Rica ederim Peri'cigim. Thalia'da olurum senin icin Picasso'da :) sevgiler...

endiseliperi dedi ki...

:p
sevgiler, thalia.

kahverengi dedi ki...

benim adim da Kahverengi olsun. sevgili Endiseliperi,
madem ben de mucizevi bir sekilde utangacligimi yeniyorum, bir adim olmali...bu sicacik karsilama icin tesekkür ederim, bana cok iyi geldi, cok mutlu oldum! utangaclik bizim kendi arizalarimizdan kaynaklanir diye düsünürdüm, (kücükken maruz kaldigimiz yetersizlik ve degersizlik duygularindan) ama sana kesinlikle katiliyorum , zorbalar konusunda. onlardan cok cektim ben.

televizyon insanligin basina gelen en korkunc sey. hollywood sinemasi da öyle. savaslar, soykirimlar, yerinden yurdundan etmeler var ama bir de bunlar var. Abbas Kiarostami " hollywoodun silahlari amerikan ordusunun silahlarindan cok daha fazla güclüdür." der. bir kac yil önce Covering the Real diye bir sergide bir is görmüstüm. yere yayilmis onlarca kücük ekrandan ortadogudaki tüm televizyon kanallari ayni anda seyredilebiliyordu. ekranlar ve kablolar arasinda gezindikce kanallarin cok büyük bir kisminda bir hollywood filminin döndügü, bir kisminda yine amerikadan uyarlanmis yarisma programlari, bir iki tanesinde haberler falan görülüyordu. reklamlar da var tabii ki! bu is, bes dakika icinde, bana nasil bir dünyada yasadigimi gösteriverdi. haftalarca sosyoloji okusam, böyle yer etmez icimde. sanatin böyle bir gücü var. ve simdi düsününce Hopper'a biraz haksizlik ettim. O da nasil bir amerikada yasadigini gösteriyordu. ama iste, benim sinir oldugum, bunu niye kadinlari dikizlemeden yapmiyor? simdi mesela, Hopper hayatta olsa, Guerilla Girls onu kacirip bir atölyeye kapatsalar ve 100 tane kendi ciplak resmini yapmadan burdan cikamazsin deseler! o zaman belki son zamanlarinda konu bulamadigi icin bunalima girmez ve kendini öldürmezdi Hopper.
(devami var)

endiseliperi dedi ki...

Görevler>
a. Aşağıdaki ifadeler televizyon ve Hopper üzerine yorumlarla uyuşuyor mu? Her biri için evet ya da hayır deyin ve kararı veren sözleri metinden aynen alıntılayın.
(i) Kahverengi, Abbas Kiarostami'nin Hollywood'un silahlarını Amerikan ordusununkilerden daha güçlü bulduğunu aktarıyor.
(ii) Covering the Real sergisindeki ekranlar duvara asılmıştı.
(iii) Kahverengi, zorbalar konusunda Endiseliperi'ye katılmıyor.
b. Televizyon ve Hopper üzerine yorumları, son satırdaki "endiseliperi dedi ki..." sözünden sonra gelecek yorumu yazarak sürdürün.

Ayıklanan veriler>

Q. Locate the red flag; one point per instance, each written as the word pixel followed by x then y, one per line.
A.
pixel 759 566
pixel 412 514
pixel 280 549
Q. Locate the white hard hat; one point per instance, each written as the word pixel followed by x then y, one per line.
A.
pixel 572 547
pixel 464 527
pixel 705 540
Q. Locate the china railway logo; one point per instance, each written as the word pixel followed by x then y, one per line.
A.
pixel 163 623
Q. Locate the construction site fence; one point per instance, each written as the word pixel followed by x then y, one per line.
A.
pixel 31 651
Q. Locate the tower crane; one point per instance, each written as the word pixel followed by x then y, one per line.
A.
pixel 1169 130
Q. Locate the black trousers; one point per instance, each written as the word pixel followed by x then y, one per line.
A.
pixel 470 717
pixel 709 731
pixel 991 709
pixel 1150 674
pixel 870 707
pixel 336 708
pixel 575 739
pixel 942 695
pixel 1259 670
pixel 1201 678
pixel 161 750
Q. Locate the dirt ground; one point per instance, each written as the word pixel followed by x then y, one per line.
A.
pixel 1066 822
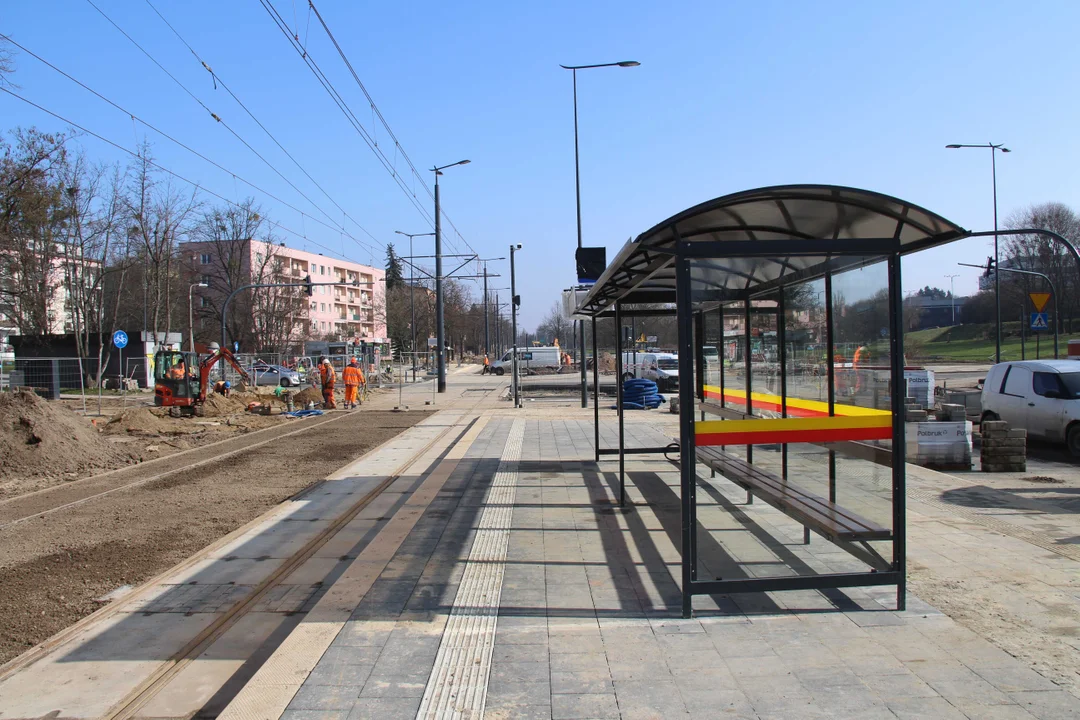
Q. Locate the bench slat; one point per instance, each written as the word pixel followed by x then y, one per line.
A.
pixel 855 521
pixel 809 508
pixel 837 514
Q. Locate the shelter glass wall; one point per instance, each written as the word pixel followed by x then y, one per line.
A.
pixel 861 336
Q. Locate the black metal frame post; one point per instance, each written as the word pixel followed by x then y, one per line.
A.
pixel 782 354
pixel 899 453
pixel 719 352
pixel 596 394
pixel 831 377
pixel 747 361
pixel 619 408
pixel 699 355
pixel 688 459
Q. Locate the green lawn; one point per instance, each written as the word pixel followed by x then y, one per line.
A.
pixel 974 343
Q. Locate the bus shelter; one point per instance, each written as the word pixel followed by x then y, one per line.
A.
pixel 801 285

==

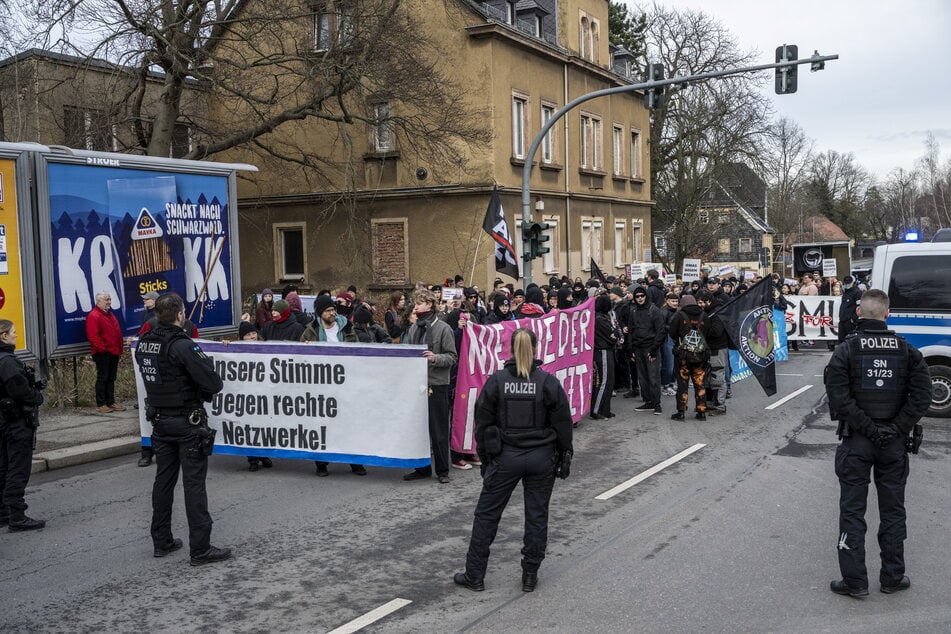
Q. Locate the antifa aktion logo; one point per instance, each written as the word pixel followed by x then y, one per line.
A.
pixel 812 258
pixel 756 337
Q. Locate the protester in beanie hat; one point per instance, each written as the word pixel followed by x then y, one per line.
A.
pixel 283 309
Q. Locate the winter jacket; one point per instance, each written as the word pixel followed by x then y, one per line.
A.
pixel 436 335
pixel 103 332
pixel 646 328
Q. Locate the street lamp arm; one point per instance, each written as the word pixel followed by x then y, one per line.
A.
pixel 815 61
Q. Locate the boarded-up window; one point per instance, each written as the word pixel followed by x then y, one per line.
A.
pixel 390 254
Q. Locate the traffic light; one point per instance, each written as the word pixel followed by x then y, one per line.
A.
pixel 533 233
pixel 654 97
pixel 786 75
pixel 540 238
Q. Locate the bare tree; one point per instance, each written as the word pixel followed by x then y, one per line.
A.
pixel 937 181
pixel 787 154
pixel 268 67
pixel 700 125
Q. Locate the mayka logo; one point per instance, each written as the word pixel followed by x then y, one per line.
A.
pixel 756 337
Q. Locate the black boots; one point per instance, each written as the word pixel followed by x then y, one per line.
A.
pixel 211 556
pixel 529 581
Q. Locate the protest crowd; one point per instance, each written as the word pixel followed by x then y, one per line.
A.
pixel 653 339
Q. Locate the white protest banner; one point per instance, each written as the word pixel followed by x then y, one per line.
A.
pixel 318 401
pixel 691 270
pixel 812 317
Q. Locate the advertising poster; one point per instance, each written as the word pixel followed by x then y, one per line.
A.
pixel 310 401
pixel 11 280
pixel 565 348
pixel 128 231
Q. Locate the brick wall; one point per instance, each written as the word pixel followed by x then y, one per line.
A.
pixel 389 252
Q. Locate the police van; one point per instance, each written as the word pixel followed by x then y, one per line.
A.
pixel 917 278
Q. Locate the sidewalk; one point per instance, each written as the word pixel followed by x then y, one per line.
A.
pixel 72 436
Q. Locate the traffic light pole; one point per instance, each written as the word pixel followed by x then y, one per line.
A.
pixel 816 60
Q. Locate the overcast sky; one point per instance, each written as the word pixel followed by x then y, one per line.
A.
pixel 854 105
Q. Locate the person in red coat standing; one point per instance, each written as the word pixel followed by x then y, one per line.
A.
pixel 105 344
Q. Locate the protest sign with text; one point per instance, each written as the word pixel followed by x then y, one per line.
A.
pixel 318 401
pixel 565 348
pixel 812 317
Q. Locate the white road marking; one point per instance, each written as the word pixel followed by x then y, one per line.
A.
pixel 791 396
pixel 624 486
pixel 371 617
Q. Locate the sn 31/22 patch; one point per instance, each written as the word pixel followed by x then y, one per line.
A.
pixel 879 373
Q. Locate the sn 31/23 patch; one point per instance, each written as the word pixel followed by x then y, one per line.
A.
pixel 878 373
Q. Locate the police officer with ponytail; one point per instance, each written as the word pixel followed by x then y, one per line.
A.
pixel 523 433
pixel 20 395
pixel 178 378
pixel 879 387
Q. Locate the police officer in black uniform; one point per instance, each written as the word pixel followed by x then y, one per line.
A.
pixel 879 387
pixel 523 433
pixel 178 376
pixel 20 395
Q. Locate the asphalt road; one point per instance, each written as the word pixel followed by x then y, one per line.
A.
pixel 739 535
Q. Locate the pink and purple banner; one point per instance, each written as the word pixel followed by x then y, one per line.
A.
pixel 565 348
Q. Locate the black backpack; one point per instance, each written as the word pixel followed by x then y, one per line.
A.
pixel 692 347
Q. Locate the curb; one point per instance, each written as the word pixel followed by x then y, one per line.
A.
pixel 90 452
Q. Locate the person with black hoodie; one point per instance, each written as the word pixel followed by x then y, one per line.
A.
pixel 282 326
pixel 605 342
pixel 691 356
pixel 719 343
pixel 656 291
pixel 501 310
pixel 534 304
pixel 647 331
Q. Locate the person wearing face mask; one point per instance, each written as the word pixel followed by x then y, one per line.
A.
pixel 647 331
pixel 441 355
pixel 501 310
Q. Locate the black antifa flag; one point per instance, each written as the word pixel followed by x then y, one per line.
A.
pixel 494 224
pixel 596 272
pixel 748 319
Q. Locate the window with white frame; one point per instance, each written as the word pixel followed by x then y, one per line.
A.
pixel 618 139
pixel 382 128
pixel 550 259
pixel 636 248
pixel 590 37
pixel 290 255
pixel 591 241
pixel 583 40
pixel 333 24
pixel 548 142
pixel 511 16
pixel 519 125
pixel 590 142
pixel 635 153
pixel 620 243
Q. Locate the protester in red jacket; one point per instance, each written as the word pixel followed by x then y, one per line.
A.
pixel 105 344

Yanıtlar>
a.
(i) Evet: "hollywoodun silahlari amerikan ordusunun silahlarindan cok daha fazla güclüdür."
(ii) Hayır: "yere yayilmis onlarca kücük ekrandan"
(iii) Hayır: "ama sana kesinlikle katiliyorum , zorbalar konusunda."

b.
sevgili kahverengi, yine de utangaç bir renk seçmişsin kendine:) sana bir soru: gerçek isminde, f, t, hadi sütlü kahve olarak p harfleri var mı?:p bana yazarsan, kendimle oynadığım şu sinestezik oyunum için fırsat vermişsin olur bana;)

bu arada sana bir dizi önereceğim, yazdığın şeylerden yola çıkarak zevk alacağını tahmine diyorum izlemekten. adı, homeland. ben şuradan izliyorum:
http://yabancidiziizle.com/dizi/homeland

öpüyorum çok seni. yazının devamını da merakla bekliyorum.

kahverengi dedi ki...

dün cok yazmak istedim, hep biryerlerden biryerlere gittim, insanlarla konustum, telefonlar hep caldi, aklimda ama, hep sunlar vardi : kahverengi mi, hay allah, aslinda, hmmm, toprak tonlari, dallar, hayir ama neden turuncu degil, kahverengi olmadi, hayir oldu, keten..... acaba yaz mi olsaydi?
ya, simdi bu utangac isimle yasamak zorundayim. hayir, siyahi hic sevmiyorum artik, ama gri ve kahverengi ya da toprak renklerini seviyorum. baska renkleri de cok seviyorum ama simdi yazarsam saatler sürer. gercek ismimde ise o harflerin hicbiri yok. bir zaman harflerin renlkerini yazmistin, ben hemen cok mesgul olmustum bu oyunla. benim icin de bazi harflerin rengi var fakat nedense bazilari icin bir türlü karar veremiyorum. cildirtici bisey.


sehirli olmakla sanata inanmak arasinda bir baglanti var galiba. kaybettigimiz birseyi arar dururuz sanatta. ben de köye gittigimde, sehirdeki stratejilerimin hicbirinin anlami kalmiyor. dogada olmakla ilgili söylediklerin, nasil desem, cok hos, aslinda hicbir yanit veremeyecek kadar hoslandim ben onlardan.

Hopper'i neden sevdigini de anliyorum galiba. resimdeki ictenlik, ya da mahremiyet, bizi kendi mahremiyetimize ne kadar açiyorsa o kadar anlamlidir. Rothko felsefeyle ilgilendi diye daha saygideger degil bence. yine de, sanat tarihine bir cocuk dogurmustur, herhalde bu yüzden önemlidir.
allahaskina, islamda resim gercekten yasak mi? bence bu müslümanlarin birseyleri yanlis anlamasindan geliyor. ayrica batida da resim falan kimsenin umrunda degil, herkes tv seyrediyor.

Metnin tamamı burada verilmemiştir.